— Documento di partenza —
━━━
Quale sarà la dimensione delle
variazioni? Una stima preliminare può essere ricavata a partire dai
dati sui finanziamenti vincolati ricevuti dalle Regioni nel 2006 (al
netto dei trasferimenti erogati dalla Ue) e ipotizzando che anche i
trasferimenti attualmente destinati al finanziamento del trasporto
pubblico siano sostituiti con l’addizionale Irpef (
tabella 1).
L’abolizione dei trasferimenti ha un costo complessivo di circa 10
miliardi
di euro per le Regioni a statuto ordinario, che potrebbe essere coperto
con un’addizionale regionale Irpef dell'1,9 per cento, a sua volta
corrispondente a un gettito medio pro-capite di 198 euro. Per perequare
integralmente (e non parzialmente come ipotizza la bozza Calderoli) il
gettito di tutte le Regioni alla media pro-capite occorrerebbe attivare
trasferimenti per circa 1 miliardo. Tuttavia, anche una perequazione
totale comporterebbe una significativa redistribuzione di risorse pari
a circa 3 miliardi di euro.
━━━
— Compito assegnato 1 —
Indica se ciascuna affermazione concorda con il testo sui trasferimenti alle Regioni: (a) l'abolizione dei trasferimenti costerebbe circa 10 miliardi di euro alle Regioni a statuto ordinario; (b) l'addizionale regionale Irpef necessaria sarebbe del 2,5 per cento; (c) la bozza Calderoli ipotizza una perequazione integrale. Per ognuna rispondi sì o no e riporta alla lettera le parole del testo che lo stabiliscono.
— Compito assegnato 2 —
Cita alla lettera il tratto del testo sui trasferimenti alle Regioni da "L’abolizione dei trasferimenti" fino a "miliardi di euro.".

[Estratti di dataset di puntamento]
━━━
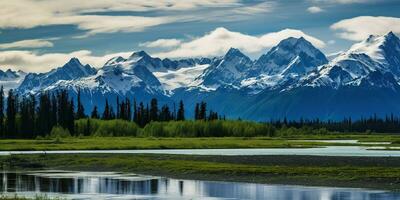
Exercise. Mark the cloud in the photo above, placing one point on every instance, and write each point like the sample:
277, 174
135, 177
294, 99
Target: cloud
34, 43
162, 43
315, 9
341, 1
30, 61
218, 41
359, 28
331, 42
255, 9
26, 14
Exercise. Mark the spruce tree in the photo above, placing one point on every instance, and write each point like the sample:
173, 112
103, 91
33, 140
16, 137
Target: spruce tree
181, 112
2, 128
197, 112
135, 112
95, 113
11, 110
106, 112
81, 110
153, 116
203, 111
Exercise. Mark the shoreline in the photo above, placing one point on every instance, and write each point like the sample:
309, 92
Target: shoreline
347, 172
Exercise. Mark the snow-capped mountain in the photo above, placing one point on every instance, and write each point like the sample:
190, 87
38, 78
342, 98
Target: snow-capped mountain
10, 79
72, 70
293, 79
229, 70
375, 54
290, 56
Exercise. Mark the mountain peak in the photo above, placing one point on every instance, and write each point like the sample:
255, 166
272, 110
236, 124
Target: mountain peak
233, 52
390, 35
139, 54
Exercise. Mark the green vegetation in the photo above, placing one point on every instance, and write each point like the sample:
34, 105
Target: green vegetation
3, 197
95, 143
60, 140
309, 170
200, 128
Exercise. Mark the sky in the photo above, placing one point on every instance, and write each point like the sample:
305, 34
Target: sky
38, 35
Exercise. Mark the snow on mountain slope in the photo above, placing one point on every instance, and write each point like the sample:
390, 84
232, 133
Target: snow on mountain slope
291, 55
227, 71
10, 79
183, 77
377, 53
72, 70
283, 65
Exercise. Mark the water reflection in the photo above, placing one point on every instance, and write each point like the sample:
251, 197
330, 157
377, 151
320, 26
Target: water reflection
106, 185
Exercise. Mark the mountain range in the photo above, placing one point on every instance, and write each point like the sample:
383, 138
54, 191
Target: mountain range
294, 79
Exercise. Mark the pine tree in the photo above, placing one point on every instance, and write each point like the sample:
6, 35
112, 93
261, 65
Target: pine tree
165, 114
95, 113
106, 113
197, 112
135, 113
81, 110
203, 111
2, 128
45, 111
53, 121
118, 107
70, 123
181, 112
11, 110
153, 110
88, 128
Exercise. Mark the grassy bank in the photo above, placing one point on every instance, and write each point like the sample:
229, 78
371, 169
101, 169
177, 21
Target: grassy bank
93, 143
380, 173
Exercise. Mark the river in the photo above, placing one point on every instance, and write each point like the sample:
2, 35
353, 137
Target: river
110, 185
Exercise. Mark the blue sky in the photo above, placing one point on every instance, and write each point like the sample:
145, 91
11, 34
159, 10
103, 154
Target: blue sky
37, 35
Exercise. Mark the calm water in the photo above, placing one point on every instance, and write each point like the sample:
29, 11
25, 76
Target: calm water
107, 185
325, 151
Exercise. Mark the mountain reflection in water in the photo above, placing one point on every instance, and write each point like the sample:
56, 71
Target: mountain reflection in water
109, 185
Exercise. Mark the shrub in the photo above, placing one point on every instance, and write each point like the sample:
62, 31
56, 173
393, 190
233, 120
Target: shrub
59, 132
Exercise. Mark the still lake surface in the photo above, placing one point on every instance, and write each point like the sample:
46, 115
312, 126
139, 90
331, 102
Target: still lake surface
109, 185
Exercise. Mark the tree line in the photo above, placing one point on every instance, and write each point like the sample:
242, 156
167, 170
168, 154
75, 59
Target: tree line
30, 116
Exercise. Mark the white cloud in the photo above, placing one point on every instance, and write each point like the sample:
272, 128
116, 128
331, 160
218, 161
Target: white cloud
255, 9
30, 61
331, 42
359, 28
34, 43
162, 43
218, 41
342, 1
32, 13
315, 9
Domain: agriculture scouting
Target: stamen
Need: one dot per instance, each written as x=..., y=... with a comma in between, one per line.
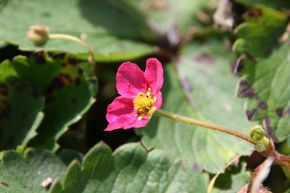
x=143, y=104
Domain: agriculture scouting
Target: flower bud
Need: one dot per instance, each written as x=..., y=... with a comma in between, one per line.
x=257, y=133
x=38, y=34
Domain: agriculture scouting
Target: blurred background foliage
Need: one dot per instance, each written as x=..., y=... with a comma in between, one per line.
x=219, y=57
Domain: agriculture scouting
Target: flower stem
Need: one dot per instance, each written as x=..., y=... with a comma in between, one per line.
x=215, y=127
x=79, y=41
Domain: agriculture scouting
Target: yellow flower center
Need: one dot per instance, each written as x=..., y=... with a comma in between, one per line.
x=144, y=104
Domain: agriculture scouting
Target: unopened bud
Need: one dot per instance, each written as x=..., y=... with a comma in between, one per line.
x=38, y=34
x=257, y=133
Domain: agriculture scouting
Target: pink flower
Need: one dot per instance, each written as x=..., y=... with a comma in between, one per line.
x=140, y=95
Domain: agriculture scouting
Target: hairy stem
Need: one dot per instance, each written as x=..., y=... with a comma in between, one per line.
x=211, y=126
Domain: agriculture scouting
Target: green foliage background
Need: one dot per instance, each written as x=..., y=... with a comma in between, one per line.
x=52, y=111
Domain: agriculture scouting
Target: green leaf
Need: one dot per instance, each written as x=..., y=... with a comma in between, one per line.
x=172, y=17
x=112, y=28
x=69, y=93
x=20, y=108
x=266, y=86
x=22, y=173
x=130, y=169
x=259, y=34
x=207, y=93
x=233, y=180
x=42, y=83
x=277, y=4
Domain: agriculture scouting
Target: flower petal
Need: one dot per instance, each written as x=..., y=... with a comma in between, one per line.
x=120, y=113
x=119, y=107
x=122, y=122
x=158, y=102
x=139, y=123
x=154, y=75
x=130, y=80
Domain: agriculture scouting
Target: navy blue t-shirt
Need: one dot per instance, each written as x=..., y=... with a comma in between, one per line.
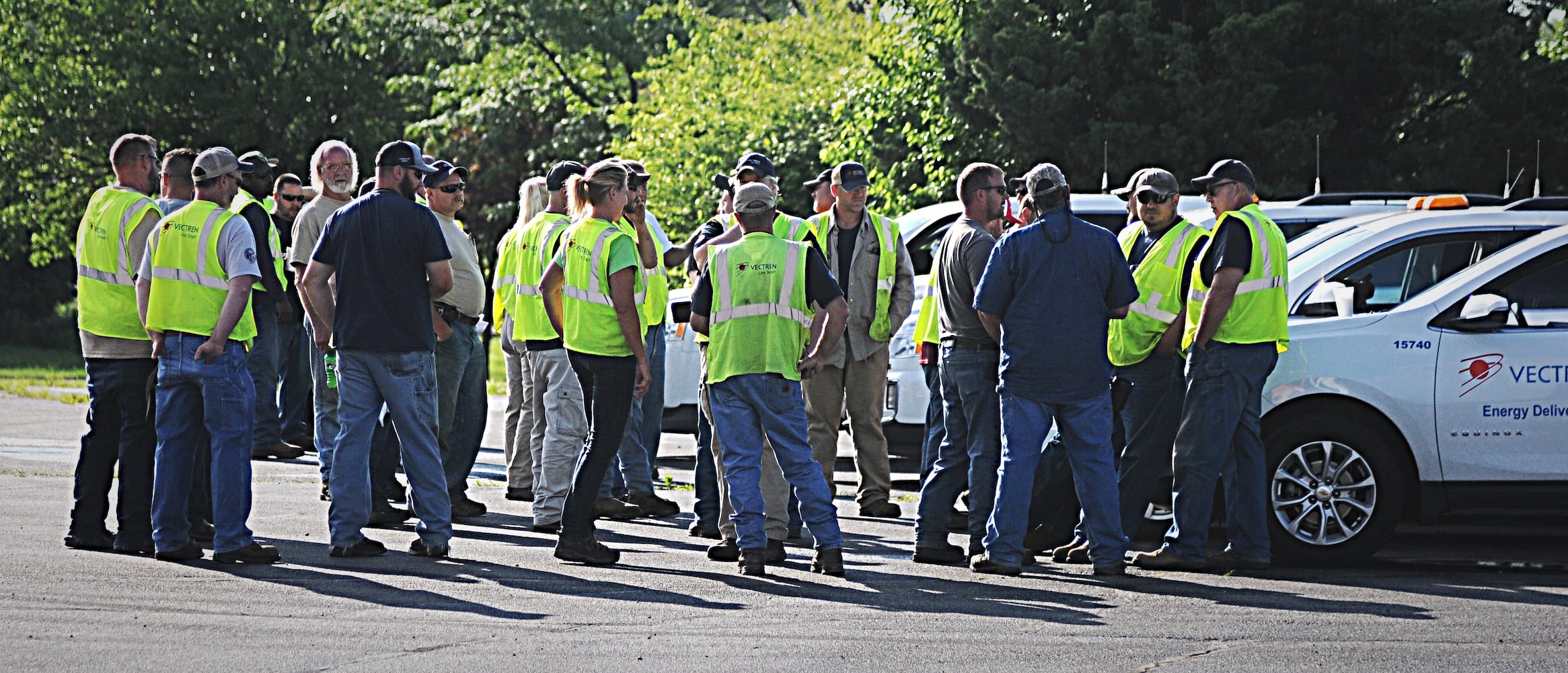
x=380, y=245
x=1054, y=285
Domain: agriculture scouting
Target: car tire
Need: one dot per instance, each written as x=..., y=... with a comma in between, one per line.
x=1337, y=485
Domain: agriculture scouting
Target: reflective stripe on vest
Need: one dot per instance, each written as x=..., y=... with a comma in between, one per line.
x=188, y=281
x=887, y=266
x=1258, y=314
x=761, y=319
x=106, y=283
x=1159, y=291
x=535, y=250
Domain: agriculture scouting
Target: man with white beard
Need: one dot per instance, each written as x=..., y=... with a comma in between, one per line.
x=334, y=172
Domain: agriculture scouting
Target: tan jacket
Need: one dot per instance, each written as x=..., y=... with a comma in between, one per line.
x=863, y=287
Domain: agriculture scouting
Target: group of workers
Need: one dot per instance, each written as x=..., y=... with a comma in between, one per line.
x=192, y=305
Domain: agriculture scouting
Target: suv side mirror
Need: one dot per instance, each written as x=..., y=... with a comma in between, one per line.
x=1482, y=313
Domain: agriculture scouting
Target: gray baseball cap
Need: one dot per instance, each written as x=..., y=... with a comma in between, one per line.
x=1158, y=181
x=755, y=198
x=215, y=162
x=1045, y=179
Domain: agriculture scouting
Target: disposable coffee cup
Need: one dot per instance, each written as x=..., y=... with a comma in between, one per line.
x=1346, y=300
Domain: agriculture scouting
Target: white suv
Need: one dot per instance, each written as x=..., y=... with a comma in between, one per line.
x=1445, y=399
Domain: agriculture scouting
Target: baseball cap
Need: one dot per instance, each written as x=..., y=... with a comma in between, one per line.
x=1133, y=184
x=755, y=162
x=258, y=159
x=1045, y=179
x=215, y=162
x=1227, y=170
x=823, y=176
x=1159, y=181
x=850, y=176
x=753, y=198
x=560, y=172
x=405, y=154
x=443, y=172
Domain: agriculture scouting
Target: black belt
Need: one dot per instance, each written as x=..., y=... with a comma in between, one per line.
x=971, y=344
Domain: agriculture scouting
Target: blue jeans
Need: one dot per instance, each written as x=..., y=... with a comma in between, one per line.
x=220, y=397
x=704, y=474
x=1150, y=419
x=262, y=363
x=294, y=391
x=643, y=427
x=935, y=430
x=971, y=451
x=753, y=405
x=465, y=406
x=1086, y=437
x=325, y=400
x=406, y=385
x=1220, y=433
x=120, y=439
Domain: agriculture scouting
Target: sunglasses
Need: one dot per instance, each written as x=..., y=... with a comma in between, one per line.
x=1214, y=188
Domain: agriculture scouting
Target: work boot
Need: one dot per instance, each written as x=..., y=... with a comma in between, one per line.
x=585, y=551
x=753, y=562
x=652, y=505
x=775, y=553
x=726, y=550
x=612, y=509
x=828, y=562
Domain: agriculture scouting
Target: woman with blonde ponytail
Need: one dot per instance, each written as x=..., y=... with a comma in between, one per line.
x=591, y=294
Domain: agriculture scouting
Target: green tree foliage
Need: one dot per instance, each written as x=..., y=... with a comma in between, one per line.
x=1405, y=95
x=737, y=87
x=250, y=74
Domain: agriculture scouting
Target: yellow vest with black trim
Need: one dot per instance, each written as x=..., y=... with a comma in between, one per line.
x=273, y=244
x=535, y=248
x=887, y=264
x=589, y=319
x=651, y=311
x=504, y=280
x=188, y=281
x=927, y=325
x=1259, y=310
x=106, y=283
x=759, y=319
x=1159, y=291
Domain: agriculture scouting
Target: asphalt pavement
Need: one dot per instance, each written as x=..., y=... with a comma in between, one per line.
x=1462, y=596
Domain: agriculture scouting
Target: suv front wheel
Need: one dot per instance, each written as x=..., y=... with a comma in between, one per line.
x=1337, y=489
━━━
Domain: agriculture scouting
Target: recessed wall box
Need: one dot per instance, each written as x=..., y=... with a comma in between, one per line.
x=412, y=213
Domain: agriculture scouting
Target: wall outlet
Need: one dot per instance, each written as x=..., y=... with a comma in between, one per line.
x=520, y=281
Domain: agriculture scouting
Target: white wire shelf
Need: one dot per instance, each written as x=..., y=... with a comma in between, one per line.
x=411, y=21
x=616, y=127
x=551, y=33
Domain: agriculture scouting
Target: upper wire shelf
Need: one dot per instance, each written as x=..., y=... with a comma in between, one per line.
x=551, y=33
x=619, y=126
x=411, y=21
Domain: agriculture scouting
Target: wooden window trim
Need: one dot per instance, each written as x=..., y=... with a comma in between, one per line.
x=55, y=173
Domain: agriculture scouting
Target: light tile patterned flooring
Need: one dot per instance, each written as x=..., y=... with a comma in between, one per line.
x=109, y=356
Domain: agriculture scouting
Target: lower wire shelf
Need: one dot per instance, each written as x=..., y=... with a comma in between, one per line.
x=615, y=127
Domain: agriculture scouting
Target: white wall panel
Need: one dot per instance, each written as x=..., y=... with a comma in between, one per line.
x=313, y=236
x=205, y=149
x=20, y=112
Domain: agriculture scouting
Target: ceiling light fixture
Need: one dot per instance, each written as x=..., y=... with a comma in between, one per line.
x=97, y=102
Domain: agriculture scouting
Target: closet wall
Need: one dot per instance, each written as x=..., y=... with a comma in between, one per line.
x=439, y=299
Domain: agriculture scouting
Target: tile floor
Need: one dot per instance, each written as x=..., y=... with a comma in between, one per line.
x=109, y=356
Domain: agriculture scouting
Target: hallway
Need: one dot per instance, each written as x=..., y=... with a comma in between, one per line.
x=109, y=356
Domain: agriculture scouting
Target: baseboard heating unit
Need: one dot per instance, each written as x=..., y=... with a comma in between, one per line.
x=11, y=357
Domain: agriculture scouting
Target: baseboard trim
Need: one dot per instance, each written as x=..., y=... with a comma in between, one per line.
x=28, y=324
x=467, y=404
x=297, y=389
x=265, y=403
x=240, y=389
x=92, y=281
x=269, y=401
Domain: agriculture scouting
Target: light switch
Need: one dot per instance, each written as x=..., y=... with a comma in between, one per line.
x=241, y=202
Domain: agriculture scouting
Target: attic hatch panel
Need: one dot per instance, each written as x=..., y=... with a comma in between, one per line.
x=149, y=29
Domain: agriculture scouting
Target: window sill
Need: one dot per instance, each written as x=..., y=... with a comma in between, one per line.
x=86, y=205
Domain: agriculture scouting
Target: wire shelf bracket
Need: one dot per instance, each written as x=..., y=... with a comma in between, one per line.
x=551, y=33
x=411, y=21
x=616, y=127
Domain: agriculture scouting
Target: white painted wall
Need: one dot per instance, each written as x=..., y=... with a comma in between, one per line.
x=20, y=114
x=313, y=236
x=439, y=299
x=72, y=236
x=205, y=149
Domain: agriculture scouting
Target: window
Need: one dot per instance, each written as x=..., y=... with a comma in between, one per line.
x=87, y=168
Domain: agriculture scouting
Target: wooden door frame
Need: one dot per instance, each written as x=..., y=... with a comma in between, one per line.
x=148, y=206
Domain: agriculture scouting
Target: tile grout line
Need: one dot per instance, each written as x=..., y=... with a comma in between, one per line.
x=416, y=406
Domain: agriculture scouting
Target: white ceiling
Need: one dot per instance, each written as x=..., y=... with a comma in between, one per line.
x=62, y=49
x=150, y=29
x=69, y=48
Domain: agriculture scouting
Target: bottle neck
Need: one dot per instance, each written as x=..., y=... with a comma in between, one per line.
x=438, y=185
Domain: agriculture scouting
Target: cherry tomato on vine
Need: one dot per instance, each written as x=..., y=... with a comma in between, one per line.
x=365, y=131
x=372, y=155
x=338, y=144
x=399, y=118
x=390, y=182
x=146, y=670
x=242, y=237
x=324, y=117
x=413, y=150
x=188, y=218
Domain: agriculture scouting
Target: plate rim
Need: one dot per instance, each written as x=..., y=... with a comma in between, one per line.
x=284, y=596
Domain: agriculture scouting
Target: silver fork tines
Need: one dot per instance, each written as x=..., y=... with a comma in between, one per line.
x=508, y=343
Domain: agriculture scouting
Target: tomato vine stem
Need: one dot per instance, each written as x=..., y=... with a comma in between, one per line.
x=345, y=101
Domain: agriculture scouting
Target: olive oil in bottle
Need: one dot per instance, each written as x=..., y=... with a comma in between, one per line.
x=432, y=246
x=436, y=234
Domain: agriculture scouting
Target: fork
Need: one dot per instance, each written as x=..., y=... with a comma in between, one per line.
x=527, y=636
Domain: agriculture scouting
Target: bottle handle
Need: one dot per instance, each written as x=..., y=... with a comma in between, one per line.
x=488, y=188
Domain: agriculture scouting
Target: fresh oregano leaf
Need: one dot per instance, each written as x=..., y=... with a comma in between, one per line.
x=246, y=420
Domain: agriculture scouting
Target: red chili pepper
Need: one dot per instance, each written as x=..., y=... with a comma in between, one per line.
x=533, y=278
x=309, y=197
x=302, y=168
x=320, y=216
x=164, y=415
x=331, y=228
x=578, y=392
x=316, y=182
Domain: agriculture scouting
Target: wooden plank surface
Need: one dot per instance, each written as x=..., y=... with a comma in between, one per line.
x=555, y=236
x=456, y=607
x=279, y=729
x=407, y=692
━━━
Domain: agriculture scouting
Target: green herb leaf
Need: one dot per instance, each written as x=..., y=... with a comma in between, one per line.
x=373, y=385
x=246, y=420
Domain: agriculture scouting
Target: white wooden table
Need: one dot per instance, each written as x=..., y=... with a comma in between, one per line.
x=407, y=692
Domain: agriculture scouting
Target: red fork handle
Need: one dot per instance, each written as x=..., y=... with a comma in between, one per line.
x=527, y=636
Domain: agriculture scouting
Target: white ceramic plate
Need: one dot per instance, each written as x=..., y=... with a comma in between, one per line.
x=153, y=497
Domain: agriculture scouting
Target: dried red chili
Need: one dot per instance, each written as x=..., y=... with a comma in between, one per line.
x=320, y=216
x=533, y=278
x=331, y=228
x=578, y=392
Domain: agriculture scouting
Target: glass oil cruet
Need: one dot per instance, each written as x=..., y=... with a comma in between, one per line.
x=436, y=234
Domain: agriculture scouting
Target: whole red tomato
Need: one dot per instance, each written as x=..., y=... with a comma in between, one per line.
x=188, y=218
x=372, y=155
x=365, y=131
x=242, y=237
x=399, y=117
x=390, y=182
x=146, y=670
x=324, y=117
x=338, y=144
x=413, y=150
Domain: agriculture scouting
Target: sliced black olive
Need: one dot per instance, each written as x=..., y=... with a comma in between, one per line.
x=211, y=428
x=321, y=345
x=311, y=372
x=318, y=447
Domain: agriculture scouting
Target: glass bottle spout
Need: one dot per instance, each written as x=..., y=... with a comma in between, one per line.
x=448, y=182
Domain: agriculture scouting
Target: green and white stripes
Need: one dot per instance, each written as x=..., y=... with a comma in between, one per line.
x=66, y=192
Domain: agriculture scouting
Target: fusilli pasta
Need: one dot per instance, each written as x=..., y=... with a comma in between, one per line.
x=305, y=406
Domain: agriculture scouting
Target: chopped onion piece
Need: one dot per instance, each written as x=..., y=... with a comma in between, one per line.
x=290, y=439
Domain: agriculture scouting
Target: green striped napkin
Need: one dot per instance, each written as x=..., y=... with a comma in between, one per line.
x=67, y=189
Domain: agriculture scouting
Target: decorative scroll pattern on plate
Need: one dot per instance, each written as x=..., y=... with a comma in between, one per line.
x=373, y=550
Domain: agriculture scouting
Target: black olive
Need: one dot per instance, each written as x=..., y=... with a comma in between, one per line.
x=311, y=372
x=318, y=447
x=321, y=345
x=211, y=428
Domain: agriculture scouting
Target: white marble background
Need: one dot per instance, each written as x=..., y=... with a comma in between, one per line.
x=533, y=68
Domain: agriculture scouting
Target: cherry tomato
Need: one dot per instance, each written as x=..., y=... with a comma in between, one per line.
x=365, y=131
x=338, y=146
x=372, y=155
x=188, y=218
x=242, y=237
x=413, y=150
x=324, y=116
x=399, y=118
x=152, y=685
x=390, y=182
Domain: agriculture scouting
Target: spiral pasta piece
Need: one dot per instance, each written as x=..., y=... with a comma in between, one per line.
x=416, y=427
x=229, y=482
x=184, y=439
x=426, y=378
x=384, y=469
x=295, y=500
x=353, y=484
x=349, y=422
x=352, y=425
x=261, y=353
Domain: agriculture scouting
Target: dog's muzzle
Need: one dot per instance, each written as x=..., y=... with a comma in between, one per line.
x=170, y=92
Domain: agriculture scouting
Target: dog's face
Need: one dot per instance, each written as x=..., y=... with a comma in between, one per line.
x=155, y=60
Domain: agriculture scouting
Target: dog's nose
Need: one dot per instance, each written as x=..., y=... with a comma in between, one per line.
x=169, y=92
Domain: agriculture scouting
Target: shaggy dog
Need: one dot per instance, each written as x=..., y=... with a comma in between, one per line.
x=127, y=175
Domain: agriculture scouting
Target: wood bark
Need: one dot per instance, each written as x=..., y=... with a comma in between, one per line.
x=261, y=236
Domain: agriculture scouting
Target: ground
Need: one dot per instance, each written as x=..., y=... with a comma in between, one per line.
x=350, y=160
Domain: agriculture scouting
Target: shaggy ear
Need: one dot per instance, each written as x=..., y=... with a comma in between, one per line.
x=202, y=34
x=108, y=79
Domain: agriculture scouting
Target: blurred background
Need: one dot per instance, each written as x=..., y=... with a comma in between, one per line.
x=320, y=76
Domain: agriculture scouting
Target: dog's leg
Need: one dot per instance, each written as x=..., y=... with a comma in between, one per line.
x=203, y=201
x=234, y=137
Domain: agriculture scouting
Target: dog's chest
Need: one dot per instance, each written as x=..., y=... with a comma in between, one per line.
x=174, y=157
━━━
— Soluzione del compito 1 —
(a) Sì: "ha un costo complessivo di circa 10 miliardi di euro per le Regioni a statuto ordinario".
(b) No: "un’addizionale regionale Irpef dell'1,9 per cento".
(c) No: "integralmente (e non parzialmente come ipotizza la bozza Calderoli)".

— Soluzione del compito 2 —
L’abolizione dei trasferimenti ha un costo complessivo di circa 10
miliardi
di euro per le Regioni a statuto ordinario, che potrebbe essere coperto
con un’addizionale regionale Irpef dell'1,9 per cento, a sua volta
corrispondente a un gettito medio pro-capite di 198 euro. Per perequare
integralmente (e non parzialmente come ipotizza la bozza Calderoli) il
gettito di tutte le Regioni alla media pro-capite occorrerebbe attivare
trasferimenti per circa 1 miliardo. Tuttavia, anche una perequazione
totale comporterebbe una significativa redistribuzione di risorse pari
a circa 3 miliardi di euro.